**Page extract:**
* * * * * * *

Claude Mythos Preview is the first model to solve TLO from start to finish, in 3 out of its 10 attempts. Across all its attempts, the model completed an average of 22 out of 32 steps. Claude Opus 4.6 is the next best performing model and completed an average of 16 steps.

Figure 3: Average number of steps completed on 'The Last Ones' (a 32-step simulated corporate network attack) as a function of total token spend. Each line represents a different model, with the shaded region showing the min–max range across all runs at each token budget. The vertical dashed line at 10M tokens marks where sample sizes decrease for several models. Mythos Preview, Opus 4.6, and GPT-5.4 average 10 runs up to 100M tokens. Opus 4.5, GPT-5.1 Codex, and Sonnet 4.5 each average 15 runs up to 10M and 5 runs up to 100M tokens. GPT-5.3-Codex averages 10 runs up to 10M and 5 runs up to 100M tokens. Sonnet 3.7 and GPT-4o average 10 runs up to 10M tokens only. Models continue making progress with increased token budgets across the token budgets tested. Grey horizontal lines indicate significant milestones in the attack chain.
Mythos Preview did also show some cyber capability limitations within the limits of our evaluation. It could not complete our operational technology focused cyber range ‘Cooling Tower’, though this result does not necessarily show that the model is bad at executing attacks in operational technology (OT) environments; the model got stuck on IT sections of this range.

* * * * * * *

**Source material:**

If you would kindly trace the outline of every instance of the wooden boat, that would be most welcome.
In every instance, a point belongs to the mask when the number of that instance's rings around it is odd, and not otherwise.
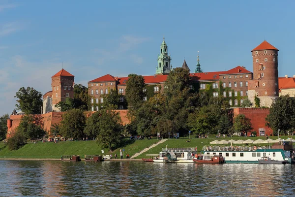
[[[288,162],[286,161],[272,160],[268,157],[263,157],[260,160],[258,160],[259,164],[286,164]]]
[[[223,157],[221,155],[198,155],[193,158],[196,164],[224,164],[225,163]]]

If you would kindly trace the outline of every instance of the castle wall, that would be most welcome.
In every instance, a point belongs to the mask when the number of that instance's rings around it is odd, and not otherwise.
[[[236,108],[234,109],[234,117],[239,114],[244,114],[246,117],[251,119],[253,129],[252,131],[256,131],[257,136],[261,135],[261,131],[264,131],[265,136],[268,136],[273,134],[273,131],[270,128],[266,126],[266,118],[269,114],[269,109],[261,108]],[[248,133],[250,135],[251,132]]]

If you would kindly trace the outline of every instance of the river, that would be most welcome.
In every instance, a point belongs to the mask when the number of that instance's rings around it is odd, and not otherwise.
[[[295,165],[0,161],[1,196],[292,196]]]

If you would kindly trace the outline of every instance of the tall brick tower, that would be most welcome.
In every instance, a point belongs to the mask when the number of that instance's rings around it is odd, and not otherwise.
[[[51,77],[52,87],[52,110],[59,111],[55,107],[59,102],[65,101],[66,98],[74,98],[75,76],[63,68]]]
[[[261,106],[270,107],[279,96],[278,51],[266,40],[251,51],[253,79],[248,86],[248,98],[255,103],[256,96]]]

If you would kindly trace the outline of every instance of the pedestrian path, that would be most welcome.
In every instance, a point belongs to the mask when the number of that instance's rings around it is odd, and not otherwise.
[[[150,145],[150,146],[149,146],[148,148],[146,148],[145,149],[144,149],[144,150],[143,150],[142,151],[141,151],[141,152],[139,152],[139,153],[135,153],[134,155],[132,155],[132,157],[131,157],[130,158],[130,159],[133,159],[133,158],[135,158],[136,157],[138,156],[139,155],[141,155],[142,154],[148,151],[148,150],[150,149],[151,148],[152,148],[153,147],[154,147],[155,146],[157,146],[158,144],[161,144],[163,142],[165,142],[168,139],[162,139],[160,141],[159,141],[158,143],[156,143],[156,144],[153,144],[151,145]]]

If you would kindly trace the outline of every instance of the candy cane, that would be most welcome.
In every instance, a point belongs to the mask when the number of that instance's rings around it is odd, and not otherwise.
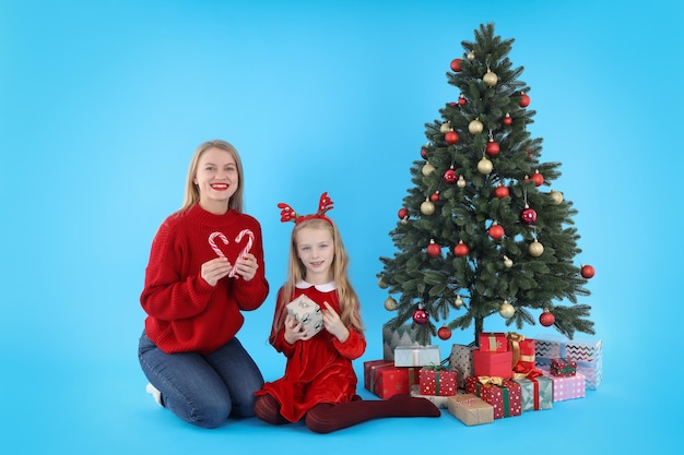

* * * * * * *

**Work order 1:**
In the cyber evaluation extract, what average number of steps did Claude Opus 4.6 complete on TLO?
**Work order 2:**
From the cyber evaluation extract, quote the passage starting with "Claude Mythos Preview" and going on through "of 16 steps.".
**Work order 3:**
Write what comes next in the cyber evaluation extract, picking up after its final sentence.

**Task response 1:**
Claude Opus 4.6 completed an average of 16 steps.

**Task response 2:**
Claude Mythos Preview is the first model to solve TLO from start to finish, in 3 out of its 10 attempts. Across all its attempts, the model completed an average of 22 out of 32 steps. Claude Opus 4.6 is the next best performing model and completed an average of 16 steps.

**Task response 3:**
We expect that performance on our evaluations would continue to improve with more inference compute: we ran the cyber ranges with a 100M token budget; Mythos Preview’s performance continues to scale up to this limit, and we expect performance improvements would continue beyond that. For more on this phenomenon, see our recent blog post on inference scaling in cyber tasks.
Mythos Preview’s success on one cyber range indicates that is at least capable of autonomously attacking small, weakly defended and vulnerable enterprise systems where access to a network has been gained. However, our ranges have important differences from real-world environments that make them easier targets. They lack security features that are often present, such as active defenders and defensive tooling. There are also no penalties for the model for undertaking actions that would trigger security alerts. This means we cannot say for sure whether Mythos Preview would be able to attack well-defended systems.
In a regime where attackers can direct and provide network access to models to conduct autonomous attacks on poorly defended systems, cybersecurity evaluations must evolve. As capabilities continue to improve, evaluation environments that lack defences will no longer be challenging enough to discriminate between the capabilities of the most cyber-capable models or assess trends. Our future work will involve evaluating capabilities using ranges simulating hardened and defended environments, including ranges with active monitoring, endpoint detection and real-time incident response. We will also be tracking how AI-enabled vulnerability discovery and penetration testing campaigns perform on real-world systems.
Our testing shows that Mythos Preview can exploit systems with weak security posture, and it is likely that more models with these capabilities will be developed. This highlights the importance of cybersecurity basics, such as regular application of security updates, robust access controls, security configuration, and comprehensive logging. Our colleagues at the National Cyber Security Centre (NCSC) run the Cyber Essentials scheme to help organisations protect themselves against common online threats, whether those threats are AI assisted or not. For the latest cybersecurity advice, visit the NCSC website.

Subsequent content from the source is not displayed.